[BEGIN Material]
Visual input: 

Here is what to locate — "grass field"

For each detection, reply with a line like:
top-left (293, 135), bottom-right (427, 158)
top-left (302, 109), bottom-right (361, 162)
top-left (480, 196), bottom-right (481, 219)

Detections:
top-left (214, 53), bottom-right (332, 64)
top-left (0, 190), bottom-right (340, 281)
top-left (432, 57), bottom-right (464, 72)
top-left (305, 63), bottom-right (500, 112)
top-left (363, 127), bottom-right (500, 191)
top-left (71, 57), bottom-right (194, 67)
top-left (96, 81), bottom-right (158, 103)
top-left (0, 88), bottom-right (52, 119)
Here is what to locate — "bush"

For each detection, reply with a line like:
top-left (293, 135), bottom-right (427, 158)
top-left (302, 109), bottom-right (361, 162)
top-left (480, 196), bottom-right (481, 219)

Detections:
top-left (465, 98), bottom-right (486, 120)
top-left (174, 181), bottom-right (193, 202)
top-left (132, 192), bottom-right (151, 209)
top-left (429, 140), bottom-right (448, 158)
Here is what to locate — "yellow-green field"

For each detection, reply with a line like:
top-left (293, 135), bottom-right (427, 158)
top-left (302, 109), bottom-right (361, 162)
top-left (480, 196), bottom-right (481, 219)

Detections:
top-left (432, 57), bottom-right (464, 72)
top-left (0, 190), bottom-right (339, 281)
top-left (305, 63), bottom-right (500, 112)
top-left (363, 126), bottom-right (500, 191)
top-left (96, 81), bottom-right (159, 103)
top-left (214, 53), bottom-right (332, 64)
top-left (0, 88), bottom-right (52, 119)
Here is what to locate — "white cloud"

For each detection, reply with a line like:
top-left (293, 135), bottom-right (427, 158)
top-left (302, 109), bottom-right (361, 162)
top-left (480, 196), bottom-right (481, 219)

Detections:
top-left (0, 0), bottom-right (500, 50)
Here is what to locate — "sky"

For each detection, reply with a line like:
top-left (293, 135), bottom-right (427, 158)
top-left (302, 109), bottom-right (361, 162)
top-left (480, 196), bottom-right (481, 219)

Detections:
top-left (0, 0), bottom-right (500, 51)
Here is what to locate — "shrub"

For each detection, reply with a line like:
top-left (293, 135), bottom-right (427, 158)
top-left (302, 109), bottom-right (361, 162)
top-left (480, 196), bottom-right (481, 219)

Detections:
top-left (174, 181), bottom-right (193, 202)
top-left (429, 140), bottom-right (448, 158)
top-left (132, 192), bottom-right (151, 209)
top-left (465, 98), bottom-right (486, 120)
[END Material]
Locate every line in the entries above that contains the string "Here", matching case, and copy each of those lines.

Here is what to locate — "grass field"
Here is what to locate — "bush"
Here is what to locate — "yellow-green field"
Here is what to locate — "white cloud"
Here is what to locate — "sky"
Here is what to locate — "shrub"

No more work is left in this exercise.